▸ Extracted material

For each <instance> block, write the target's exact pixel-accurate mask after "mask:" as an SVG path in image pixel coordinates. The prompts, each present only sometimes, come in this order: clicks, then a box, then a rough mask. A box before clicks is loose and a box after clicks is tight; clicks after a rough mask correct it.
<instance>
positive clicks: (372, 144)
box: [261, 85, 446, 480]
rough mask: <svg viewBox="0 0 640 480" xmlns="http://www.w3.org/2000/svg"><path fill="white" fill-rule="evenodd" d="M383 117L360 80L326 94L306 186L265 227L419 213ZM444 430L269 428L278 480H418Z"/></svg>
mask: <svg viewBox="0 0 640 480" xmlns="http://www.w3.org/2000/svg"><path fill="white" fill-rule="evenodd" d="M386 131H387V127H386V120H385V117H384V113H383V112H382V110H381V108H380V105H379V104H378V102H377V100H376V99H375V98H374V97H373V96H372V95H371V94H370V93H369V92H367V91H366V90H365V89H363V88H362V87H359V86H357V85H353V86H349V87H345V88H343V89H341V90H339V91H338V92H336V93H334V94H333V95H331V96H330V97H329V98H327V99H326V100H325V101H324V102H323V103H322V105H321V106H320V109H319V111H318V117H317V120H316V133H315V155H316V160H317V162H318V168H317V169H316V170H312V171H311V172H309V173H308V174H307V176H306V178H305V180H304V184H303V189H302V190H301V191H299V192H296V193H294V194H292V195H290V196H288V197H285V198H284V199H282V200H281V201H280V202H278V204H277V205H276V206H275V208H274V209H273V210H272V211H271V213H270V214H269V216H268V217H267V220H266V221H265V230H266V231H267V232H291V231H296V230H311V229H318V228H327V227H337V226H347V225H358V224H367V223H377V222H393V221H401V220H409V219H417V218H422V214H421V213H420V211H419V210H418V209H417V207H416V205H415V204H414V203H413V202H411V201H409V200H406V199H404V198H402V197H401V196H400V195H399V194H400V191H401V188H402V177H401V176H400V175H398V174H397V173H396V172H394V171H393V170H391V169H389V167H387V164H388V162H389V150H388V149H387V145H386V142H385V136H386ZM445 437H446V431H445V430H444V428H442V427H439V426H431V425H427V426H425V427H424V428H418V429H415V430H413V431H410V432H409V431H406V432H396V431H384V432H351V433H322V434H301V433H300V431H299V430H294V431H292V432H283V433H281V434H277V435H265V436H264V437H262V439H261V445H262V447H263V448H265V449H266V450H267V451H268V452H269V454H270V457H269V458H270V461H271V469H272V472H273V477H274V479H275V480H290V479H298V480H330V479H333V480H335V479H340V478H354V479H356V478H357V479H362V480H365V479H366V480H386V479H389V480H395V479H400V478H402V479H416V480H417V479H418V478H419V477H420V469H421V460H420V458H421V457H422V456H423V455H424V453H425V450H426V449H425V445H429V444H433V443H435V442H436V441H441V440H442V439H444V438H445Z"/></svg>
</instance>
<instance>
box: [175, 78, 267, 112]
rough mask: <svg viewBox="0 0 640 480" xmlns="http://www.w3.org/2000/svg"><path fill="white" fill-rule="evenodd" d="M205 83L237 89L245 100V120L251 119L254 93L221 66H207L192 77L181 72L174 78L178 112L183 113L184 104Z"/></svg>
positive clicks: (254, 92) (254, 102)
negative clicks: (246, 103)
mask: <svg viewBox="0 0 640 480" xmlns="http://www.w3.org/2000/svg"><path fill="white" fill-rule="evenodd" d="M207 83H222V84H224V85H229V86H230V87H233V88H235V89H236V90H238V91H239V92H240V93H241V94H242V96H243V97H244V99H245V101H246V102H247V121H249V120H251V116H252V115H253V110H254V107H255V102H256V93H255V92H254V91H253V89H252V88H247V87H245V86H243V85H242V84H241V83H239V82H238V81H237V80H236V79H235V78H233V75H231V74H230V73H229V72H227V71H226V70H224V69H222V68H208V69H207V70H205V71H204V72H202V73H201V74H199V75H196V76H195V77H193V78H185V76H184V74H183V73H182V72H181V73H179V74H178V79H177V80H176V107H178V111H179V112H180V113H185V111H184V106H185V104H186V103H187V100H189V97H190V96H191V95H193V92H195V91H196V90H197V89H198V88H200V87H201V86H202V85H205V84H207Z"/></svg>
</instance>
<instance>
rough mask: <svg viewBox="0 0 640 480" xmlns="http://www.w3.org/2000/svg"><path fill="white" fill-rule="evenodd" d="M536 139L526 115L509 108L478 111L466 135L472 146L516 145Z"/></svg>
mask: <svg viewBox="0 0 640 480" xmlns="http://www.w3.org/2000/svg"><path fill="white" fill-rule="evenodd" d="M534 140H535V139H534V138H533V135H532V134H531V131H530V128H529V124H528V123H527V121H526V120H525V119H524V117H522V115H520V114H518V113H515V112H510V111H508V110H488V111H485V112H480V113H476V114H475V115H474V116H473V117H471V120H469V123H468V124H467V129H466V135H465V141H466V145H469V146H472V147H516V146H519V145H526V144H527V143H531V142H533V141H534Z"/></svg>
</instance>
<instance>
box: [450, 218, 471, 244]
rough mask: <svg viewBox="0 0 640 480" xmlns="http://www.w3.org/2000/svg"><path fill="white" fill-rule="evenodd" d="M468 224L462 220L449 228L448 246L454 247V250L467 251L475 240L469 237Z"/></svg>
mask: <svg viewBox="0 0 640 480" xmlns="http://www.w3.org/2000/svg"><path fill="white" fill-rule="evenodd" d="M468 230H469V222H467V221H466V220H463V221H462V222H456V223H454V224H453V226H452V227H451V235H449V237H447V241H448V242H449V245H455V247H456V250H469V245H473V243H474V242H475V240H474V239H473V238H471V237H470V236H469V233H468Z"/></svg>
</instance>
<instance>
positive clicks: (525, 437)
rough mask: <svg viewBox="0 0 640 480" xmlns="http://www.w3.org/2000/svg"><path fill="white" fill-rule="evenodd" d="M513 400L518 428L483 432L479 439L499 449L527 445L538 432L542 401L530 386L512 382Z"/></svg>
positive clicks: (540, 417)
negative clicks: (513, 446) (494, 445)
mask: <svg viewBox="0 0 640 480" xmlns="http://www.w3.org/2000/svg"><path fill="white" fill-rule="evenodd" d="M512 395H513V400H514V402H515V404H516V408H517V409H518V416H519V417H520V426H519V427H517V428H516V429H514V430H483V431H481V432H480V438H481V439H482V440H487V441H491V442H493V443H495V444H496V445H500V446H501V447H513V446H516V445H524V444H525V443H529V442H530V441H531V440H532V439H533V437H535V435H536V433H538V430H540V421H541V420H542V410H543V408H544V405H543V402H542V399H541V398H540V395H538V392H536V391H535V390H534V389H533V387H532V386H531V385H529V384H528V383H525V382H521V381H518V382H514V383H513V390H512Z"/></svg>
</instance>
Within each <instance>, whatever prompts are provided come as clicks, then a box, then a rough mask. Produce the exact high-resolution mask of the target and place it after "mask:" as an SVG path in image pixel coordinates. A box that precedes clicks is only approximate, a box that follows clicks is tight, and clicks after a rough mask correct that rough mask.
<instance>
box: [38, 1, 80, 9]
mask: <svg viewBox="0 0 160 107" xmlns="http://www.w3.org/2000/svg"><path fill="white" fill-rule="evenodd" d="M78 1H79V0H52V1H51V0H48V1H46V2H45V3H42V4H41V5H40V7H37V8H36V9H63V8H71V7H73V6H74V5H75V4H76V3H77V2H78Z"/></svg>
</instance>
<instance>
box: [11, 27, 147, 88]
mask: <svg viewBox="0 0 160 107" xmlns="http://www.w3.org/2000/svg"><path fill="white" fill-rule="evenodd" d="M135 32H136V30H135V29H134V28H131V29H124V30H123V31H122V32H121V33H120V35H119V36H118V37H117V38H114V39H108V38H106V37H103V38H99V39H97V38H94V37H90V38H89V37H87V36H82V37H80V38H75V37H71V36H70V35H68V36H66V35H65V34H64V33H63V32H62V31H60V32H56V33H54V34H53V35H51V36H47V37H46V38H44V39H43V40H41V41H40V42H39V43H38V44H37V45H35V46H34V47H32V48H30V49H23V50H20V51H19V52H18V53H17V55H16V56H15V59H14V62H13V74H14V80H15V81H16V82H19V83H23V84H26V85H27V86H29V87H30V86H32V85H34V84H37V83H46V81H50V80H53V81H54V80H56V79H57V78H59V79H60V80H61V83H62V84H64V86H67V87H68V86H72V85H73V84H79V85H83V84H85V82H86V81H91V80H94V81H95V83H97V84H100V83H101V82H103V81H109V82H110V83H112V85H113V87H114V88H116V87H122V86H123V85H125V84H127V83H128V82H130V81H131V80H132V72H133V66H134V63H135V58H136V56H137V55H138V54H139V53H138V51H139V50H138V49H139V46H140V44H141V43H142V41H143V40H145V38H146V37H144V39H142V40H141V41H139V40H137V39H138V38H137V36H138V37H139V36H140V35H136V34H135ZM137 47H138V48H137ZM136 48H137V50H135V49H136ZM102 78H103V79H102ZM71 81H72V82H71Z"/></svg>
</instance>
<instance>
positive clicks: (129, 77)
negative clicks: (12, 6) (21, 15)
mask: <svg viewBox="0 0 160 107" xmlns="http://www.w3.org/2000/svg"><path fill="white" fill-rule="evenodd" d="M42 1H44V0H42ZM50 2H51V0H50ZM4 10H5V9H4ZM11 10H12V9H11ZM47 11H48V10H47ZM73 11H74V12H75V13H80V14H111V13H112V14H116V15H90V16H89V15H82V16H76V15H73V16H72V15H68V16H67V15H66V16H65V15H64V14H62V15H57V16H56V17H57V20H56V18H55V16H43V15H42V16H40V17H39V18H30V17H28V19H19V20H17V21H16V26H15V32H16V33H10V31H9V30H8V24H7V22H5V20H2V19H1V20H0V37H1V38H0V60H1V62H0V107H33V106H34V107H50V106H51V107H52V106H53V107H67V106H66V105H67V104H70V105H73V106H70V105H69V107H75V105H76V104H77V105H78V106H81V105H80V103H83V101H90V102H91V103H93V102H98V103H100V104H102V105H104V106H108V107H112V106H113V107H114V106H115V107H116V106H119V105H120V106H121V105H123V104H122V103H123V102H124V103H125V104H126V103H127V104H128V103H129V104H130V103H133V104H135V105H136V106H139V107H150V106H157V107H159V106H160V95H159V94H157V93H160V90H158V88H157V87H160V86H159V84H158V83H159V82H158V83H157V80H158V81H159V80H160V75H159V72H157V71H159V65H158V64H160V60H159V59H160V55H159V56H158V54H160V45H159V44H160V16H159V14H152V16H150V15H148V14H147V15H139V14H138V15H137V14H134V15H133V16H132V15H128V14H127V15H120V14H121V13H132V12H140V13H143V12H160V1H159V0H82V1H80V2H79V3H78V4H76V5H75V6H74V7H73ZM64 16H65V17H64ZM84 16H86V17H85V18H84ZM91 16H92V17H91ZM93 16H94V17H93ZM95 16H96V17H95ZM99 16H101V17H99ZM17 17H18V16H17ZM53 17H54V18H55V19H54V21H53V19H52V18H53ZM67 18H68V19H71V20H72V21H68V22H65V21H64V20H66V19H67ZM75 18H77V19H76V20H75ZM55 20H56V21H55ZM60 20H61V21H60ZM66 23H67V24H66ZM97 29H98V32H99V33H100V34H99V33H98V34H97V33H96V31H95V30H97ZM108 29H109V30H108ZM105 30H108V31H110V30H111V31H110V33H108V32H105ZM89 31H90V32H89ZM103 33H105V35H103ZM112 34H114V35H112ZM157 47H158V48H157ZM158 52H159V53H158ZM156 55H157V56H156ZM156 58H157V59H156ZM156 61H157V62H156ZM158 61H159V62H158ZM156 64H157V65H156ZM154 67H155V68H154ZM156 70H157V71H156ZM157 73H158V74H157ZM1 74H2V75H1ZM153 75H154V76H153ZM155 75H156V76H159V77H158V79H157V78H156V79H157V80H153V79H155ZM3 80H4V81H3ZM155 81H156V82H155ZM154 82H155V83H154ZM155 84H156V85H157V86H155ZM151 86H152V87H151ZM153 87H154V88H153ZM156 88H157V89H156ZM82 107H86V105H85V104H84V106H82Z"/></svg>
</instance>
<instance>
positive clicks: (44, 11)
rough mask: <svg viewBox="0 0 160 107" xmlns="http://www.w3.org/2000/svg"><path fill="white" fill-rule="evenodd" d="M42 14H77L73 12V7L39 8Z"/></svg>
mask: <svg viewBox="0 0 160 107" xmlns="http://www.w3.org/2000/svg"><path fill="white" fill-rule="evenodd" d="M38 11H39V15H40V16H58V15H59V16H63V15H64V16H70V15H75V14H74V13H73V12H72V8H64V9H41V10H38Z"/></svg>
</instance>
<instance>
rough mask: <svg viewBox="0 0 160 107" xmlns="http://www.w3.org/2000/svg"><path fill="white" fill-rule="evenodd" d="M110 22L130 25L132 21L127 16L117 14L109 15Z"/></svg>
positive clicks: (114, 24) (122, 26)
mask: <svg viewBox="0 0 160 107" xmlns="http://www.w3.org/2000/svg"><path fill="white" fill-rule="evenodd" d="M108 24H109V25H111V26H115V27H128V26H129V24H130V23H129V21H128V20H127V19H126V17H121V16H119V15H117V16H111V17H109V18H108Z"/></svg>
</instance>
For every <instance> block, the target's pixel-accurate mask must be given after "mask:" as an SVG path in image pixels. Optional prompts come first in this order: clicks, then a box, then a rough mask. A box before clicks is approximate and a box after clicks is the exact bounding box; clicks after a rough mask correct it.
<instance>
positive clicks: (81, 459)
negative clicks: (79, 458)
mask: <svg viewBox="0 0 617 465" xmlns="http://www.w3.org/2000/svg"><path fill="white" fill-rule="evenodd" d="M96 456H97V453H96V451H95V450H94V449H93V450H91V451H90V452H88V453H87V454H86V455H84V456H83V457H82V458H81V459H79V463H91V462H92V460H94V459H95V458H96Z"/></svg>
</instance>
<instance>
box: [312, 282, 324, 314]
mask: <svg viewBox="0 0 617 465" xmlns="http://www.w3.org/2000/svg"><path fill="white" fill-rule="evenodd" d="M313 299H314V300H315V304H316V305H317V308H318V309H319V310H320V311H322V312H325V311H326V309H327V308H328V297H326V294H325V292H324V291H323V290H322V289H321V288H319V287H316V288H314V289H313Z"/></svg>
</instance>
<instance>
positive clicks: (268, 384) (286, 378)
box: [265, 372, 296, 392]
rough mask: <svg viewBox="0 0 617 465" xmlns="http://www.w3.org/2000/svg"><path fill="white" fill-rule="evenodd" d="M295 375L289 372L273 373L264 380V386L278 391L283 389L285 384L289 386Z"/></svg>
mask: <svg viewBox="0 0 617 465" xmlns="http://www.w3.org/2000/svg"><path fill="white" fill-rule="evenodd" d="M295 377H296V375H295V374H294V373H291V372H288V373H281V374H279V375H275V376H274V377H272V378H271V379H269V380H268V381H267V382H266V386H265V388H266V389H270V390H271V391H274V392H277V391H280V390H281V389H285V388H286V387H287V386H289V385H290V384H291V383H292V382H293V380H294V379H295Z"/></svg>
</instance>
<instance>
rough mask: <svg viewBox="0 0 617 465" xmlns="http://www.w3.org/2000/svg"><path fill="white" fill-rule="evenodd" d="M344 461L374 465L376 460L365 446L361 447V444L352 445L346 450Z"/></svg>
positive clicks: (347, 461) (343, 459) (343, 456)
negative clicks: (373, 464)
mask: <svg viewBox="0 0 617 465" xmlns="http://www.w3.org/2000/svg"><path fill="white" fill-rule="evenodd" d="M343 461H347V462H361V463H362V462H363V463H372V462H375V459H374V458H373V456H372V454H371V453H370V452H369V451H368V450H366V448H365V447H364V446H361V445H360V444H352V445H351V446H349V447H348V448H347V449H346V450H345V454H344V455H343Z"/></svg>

▸ Work to complete
Starting with the line that contains "375L289 372L273 373L264", print every line through the end of the entries above exactly as written, both boundary lines included, and nothing else.

▸ Answer to this problem
rough mask: <svg viewBox="0 0 617 465" xmlns="http://www.w3.org/2000/svg"><path fill="white" fill-rule="evenodd" d="M295 375L289 372L273 373L264 380V386L278 391L283 389L285 384L289 386Z"/></svg>
mask: <svg viewBox="0 0 617 465" xmlns="http://www.w3.org/2000/svg"><path fill="white" fill-rule="evenodd" d="M295 377H296V375H295V374H294V373H291V372H288V373H281V374H279V375H275V376H274V377H272V378H271V379H269V380H268V381H267V382H266V386H265V388H266V389H270V390H271V391H274V392H277V391H280V390H281V389H285V388H286V387H287V386H289V385H290V384H291V383H292V382H293V380H294V379H295Z"/></svg>
</instance>
<instance>
rough mask: <svg viewBox="0 0 617 465" xmlns="http://www.w3.org/2000/svg"><path fill="white" fill-rule="evenodd" d="M344 461L374 465L376 460L365 446L361 447V444L352 445L346 450Z"/></svg>
positive clicks: (347, 461) (343, 459) (343, 456)
negative clicks: (373, 464)
mask: <svg viewBox="0 0 617 465" xmlns="http://www.w3.org/2000/svg"><path fill="white" fill-rule="evenodd" d="M343 461H347V462H361V463H362V462H363V463H372V462H375V459H374V458H373V456H372V454H371V453H370V452H369V451H368V450H366V448H365V447H364V446H361V445H360V444H352V445H351V446H349V447H348V448H347V449H346V450H345V454H344V455H343Z"/></svg>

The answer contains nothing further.